→ **EXERCISE GOAL**
From the first line of the listing below to the line with "# test: put a marker on the yellow crown", print each line exactly, and nothing more. Leave out the pictures.
------ DATA RECORDS ------
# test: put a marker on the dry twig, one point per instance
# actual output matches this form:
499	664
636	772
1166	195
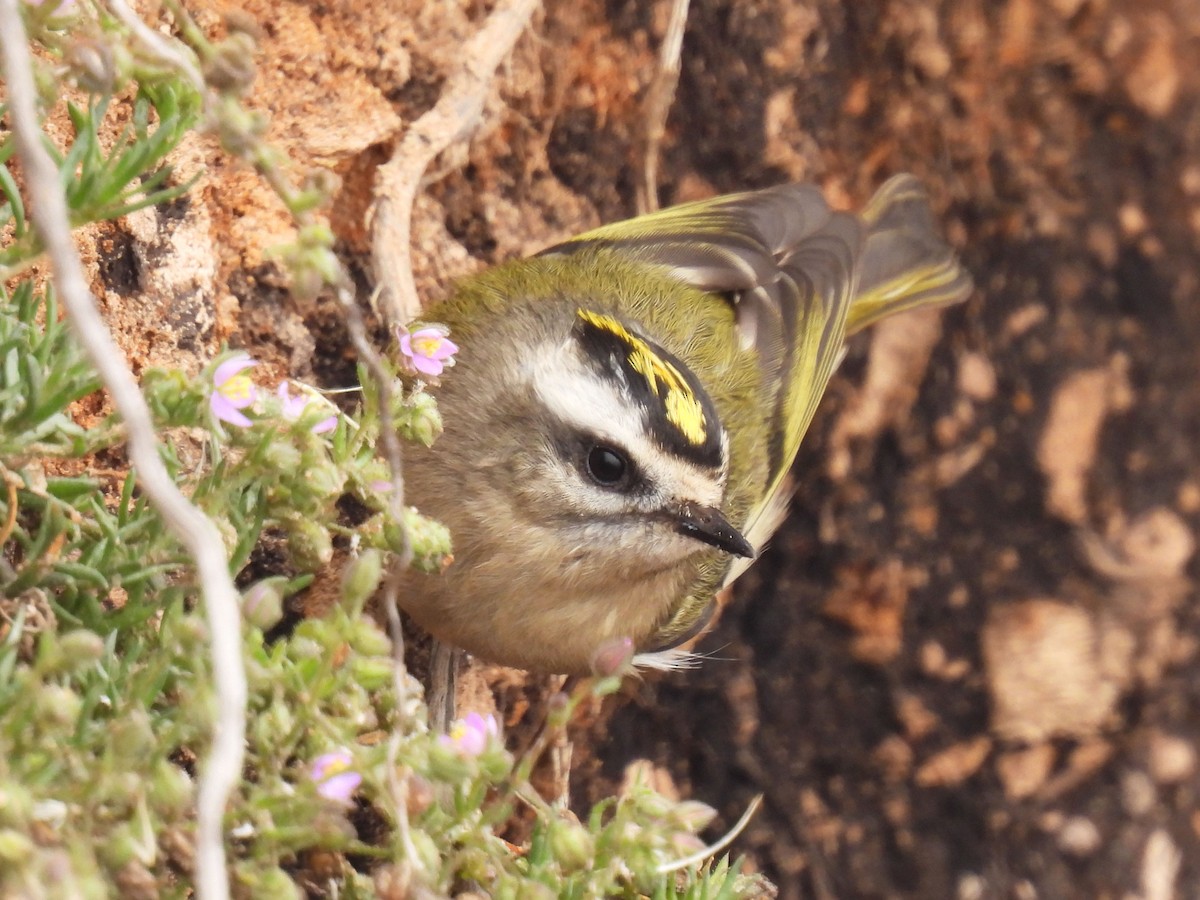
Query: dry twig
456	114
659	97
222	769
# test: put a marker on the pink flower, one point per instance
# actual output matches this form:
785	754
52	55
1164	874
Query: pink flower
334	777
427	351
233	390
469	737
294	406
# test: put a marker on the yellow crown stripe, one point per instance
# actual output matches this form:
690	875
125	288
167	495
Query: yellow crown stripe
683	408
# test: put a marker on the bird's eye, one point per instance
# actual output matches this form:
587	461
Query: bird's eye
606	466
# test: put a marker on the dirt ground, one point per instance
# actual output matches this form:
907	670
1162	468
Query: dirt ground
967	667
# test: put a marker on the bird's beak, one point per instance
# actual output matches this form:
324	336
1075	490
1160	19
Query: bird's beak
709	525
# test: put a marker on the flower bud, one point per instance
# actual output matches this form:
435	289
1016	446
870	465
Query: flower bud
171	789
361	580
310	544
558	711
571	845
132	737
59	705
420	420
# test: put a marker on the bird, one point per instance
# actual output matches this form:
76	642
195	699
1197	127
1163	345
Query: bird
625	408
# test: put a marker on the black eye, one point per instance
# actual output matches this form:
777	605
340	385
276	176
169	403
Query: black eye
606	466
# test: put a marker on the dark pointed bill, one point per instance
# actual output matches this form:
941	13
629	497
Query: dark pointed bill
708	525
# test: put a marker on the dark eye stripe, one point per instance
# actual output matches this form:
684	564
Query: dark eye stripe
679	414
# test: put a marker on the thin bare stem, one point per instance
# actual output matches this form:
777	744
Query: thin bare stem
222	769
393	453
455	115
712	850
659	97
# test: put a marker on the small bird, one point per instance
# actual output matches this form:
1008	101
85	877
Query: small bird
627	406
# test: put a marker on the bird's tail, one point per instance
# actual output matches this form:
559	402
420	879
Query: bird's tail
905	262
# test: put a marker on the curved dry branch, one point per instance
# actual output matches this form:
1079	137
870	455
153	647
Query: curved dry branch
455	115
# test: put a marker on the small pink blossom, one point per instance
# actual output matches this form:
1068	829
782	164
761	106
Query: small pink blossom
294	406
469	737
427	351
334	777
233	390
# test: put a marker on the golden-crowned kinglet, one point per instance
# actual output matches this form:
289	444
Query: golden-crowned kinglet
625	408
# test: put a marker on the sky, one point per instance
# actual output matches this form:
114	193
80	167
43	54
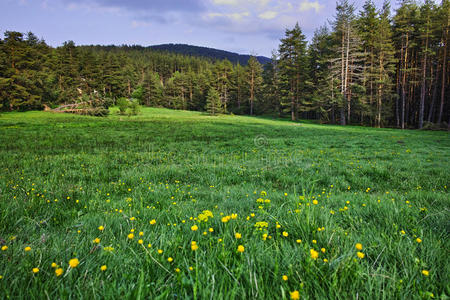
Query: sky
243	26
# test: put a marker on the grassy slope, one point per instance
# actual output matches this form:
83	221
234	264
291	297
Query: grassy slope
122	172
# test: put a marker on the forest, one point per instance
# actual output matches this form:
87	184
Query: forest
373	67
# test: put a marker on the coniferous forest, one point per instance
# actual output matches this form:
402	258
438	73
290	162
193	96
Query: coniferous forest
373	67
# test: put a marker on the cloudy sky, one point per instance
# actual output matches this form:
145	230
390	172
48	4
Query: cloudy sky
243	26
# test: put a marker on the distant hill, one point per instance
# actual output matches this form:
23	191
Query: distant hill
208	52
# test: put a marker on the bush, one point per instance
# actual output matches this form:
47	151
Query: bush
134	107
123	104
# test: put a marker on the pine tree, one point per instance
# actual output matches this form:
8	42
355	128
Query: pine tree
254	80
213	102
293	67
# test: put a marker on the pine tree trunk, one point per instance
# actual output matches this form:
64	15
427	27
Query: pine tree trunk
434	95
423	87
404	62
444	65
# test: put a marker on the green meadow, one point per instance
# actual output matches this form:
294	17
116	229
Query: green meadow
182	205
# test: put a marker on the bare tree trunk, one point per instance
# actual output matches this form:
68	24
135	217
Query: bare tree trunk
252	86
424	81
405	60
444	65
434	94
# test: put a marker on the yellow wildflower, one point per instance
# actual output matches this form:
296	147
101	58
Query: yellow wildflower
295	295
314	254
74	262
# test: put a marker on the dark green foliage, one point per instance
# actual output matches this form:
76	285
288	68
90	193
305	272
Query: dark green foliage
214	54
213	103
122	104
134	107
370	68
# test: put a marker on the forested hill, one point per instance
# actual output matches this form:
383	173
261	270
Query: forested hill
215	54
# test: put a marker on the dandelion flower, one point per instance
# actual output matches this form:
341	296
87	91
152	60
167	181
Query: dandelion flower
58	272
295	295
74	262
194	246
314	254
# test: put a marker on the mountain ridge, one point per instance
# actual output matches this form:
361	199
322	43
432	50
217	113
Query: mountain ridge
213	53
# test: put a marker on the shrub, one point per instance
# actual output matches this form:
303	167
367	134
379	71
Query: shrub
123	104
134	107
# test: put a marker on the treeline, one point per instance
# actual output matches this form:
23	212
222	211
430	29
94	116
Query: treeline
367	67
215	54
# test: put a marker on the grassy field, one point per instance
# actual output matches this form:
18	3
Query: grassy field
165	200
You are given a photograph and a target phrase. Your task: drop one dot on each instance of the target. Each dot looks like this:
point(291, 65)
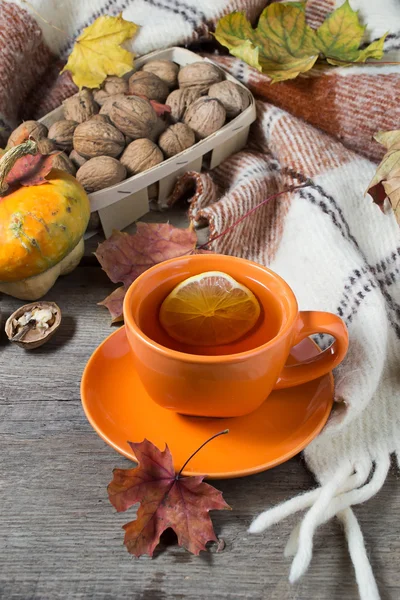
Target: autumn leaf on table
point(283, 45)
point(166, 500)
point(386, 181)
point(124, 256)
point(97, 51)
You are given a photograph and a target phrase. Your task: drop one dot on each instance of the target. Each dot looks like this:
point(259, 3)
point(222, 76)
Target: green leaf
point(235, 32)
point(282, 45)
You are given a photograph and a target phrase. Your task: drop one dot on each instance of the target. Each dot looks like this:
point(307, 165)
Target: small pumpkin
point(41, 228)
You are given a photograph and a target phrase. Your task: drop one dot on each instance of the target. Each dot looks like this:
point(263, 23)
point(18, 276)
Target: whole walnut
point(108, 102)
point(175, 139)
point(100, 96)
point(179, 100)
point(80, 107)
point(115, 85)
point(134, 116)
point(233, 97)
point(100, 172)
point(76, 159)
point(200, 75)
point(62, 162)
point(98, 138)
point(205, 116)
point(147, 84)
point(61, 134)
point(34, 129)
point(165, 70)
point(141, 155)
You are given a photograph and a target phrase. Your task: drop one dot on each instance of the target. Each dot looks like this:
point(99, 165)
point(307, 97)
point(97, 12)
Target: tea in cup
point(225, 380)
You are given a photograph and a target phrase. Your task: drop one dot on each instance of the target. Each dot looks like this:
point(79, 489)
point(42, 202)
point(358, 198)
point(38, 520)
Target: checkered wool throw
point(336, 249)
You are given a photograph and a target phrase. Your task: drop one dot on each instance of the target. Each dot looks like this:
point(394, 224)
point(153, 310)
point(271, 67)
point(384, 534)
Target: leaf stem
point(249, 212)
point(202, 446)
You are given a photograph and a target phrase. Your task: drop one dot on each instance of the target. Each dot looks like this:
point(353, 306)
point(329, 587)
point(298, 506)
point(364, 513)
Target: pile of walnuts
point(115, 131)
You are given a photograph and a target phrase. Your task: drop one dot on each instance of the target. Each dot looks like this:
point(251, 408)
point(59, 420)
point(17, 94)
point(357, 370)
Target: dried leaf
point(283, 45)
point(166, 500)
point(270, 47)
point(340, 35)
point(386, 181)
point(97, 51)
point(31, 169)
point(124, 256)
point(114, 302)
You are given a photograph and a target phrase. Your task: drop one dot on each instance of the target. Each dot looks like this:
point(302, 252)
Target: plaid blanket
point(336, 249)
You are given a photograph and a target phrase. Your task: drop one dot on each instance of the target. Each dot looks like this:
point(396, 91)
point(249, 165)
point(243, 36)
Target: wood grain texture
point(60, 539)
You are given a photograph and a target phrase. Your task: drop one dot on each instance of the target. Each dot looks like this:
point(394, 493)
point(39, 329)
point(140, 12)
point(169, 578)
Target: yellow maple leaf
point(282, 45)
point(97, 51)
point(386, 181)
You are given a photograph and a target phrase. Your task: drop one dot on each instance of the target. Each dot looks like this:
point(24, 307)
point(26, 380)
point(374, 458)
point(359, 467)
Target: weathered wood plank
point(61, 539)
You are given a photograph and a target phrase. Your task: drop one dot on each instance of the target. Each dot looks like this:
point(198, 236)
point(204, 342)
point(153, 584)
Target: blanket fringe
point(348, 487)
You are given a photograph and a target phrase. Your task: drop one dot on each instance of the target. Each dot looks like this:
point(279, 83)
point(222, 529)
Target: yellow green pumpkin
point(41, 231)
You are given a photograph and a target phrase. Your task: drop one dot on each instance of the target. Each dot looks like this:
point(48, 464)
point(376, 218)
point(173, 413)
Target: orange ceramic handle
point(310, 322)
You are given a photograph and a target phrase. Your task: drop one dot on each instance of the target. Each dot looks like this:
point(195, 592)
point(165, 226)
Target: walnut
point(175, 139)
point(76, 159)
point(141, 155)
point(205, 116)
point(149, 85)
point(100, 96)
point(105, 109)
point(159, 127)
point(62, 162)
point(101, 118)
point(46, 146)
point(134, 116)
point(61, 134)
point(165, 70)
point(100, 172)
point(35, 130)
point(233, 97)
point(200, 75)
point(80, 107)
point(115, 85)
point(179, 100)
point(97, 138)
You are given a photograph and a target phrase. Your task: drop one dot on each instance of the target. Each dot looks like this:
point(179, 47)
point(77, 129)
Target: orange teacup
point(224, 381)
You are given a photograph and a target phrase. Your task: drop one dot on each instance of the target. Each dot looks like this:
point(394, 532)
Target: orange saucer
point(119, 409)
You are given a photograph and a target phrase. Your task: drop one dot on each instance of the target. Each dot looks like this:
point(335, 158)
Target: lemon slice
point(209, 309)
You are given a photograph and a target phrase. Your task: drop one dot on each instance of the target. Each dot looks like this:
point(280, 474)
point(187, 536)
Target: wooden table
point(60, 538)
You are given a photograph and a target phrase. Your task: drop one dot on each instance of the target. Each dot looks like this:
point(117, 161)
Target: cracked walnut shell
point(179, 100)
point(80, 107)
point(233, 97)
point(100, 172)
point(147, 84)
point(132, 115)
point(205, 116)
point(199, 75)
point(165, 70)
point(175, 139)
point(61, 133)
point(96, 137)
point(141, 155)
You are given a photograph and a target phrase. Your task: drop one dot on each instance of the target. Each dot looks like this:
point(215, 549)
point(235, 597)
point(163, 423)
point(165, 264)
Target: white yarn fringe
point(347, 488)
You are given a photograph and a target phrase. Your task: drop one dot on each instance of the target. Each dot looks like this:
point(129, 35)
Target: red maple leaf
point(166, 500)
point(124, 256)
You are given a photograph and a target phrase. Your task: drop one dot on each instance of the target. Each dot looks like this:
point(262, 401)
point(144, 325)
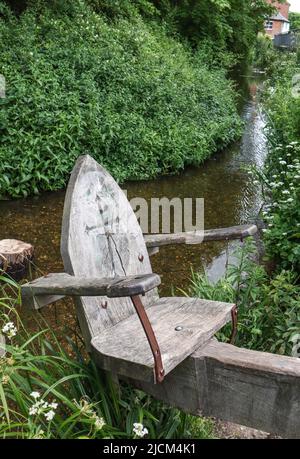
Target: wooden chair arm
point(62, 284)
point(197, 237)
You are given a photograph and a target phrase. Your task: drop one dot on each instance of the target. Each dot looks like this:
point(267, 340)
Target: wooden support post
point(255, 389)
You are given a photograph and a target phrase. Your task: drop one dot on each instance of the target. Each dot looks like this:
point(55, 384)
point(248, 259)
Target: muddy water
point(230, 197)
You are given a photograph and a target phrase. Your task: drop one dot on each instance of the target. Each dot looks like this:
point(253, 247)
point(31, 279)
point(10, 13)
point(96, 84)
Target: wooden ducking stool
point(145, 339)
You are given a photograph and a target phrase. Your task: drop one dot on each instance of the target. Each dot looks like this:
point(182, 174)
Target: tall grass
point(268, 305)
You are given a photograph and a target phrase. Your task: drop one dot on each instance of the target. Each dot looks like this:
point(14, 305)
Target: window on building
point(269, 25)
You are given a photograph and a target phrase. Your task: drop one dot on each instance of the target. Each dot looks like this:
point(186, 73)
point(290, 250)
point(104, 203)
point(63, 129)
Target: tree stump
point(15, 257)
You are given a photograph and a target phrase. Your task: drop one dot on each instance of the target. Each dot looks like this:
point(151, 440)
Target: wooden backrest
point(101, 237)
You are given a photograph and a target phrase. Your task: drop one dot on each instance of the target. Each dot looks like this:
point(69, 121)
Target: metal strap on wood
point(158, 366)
------
→ **YOUR SOLUTION**
# test: put a marker on the dry twig, one point per instance
# actual output matches this form:
499	664
636	772
1166	195
Query: dry twig
456	114
659	97
222	769
# test: put a marker on the pink flower, one point per instance
# actual output matches this form:
785	754
52	55
1164	874
Query: pink flower
334	777
427	351
233	390
469	737
294	406
# test: put a marker on the yellow crown stripe, one point per instance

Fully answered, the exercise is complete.